### Request a
Reproduce the passage from "Presenter: Deepak Agrawal" to "the origanl data?" in the storage availability discussion below, keeping every word and mark unchanged.

Thursday, February 3, 2011

Availability in Globally Distributed Storage Systems

Link to the paper:
http://www.usenix.org/events/osdi10/tech/full_papers/Ford.pdf

Presenter: Deepak Agrawal
Reviewers: Saurabh Baisane and Saakshi Verma

6 comments:

  1. In section 2.1, the author states "15 minutes is long enough to exclude the majority of benign transient events while not too long to exclude
    significant cluster-wide phenomena". What significant cluster-wide phenomena is not being excluded? what are the benign transient events being excluded?

    ReplyDelete
  2. In section 2.2, the authors state "For replication, R = n refers to n identical chunks in a stripe, so the data may be recovered from any one chunk" Does this imply all chunks in a stripe are identical? Or does ths imply that all non identical chunks (within a stripe) are replicated so that subsets of non identical chunks may reconstruct the origanl data?

    ReplyDelete
  3. In section 3.1 the authors states "For the purposes of figure 2 we do not exclude events that last less than 15 minutes, but we still end the unavailability period when the system reconstructs all the data previously stored on that node" Does this imply that the duration of all node unavailability events last less than a day? Is there a standard node unavailable duration? If this duration is exceeded does this mean the node has to be replaced? How does this affect performance?

    ReplyDelete
  4. For recovery, does the concept of RAID levels fit in here. And which of the RAID levels are used in distributed systems ?

    ReplyDelete
  5. The paper seems to make, inadvertently, a case for supporting distributed replication compared to RAID. Would you agree?

    ReplyDelete
  6. @Lavone_R It is not a full answer but might help, In the presentation of the paper they say that some failures may last longer and in this situation they dominate the transient ones, but ones that dominate the event counts are infrequent. In the paper, it is said that the short unavailability events are most frequent, they tend to have a minor impact on cluster-level availability and data loss thanks to the distributed storage systems adding
    enough redundancy to allow data to be served from other sources. So they just focus on the longer unavailability time intervals, however is it possible that in the case of a big number of node failures that are small in time may show the same effect as infrequent long time failures?

    ReplyDelete

### Provided material
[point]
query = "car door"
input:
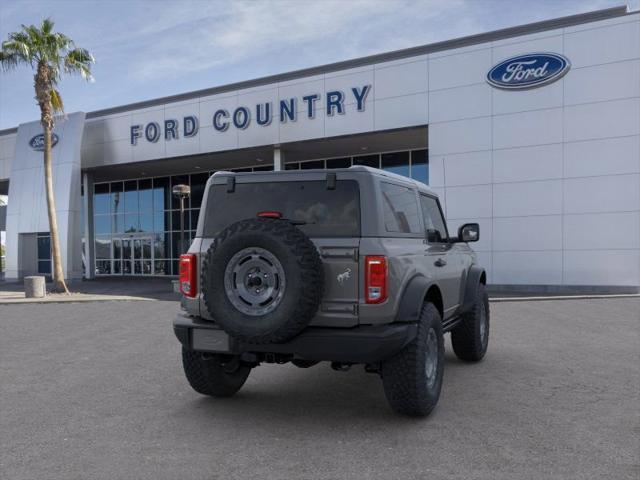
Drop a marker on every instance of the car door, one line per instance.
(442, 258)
...
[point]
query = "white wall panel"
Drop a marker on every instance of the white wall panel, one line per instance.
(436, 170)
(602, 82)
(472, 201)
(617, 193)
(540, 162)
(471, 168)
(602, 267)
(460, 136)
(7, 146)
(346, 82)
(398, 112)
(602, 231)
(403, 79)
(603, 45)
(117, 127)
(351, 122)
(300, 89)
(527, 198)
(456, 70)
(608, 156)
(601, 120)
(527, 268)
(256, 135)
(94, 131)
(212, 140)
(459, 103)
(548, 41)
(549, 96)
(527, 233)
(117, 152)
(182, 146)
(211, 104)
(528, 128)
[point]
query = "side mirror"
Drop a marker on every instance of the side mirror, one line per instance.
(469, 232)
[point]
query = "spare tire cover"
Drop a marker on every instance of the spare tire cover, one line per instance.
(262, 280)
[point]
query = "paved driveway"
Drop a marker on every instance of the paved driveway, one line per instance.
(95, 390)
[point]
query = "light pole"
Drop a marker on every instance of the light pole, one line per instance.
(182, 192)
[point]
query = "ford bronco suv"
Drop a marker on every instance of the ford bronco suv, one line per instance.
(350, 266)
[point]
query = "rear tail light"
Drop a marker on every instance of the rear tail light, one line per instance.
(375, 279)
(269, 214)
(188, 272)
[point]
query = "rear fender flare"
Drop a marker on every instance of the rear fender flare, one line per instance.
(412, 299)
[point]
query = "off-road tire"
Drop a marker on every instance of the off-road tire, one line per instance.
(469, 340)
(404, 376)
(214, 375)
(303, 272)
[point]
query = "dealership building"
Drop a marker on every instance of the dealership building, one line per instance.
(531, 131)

### Request b
Extract each line of the records above that contains the string "dealership". Case counts.

### Correct answer a
Presenter: Deepak Agrawal
Reviewers: Saurabh Baisane and Saakshi Verma

6 comments:

  1. In section 2.1, the author states "15 minutes is long enough to exclude the majority of benign transient events while not too long to exclude
    significant cluster-wide phenomena". What significant cluster-wide phenomena is not being excluded? what are the benign transient events being excluded?

    ReplyDelete
  2. In section 2.2, the authors state "For replication, R = n refers to n identical chunks in a stripe, so the data may be recovered from any one chunk" Does this imply all chunks in a stripe are identical? Or does ths imply that all non identical chunks (within a stripe) are replicated so that subsets of non identical chunks may reconstruct the origanl data?

### Correct answer b
query = "dealership building"
Drop a marker on every instance of the dealership building, one line per instance.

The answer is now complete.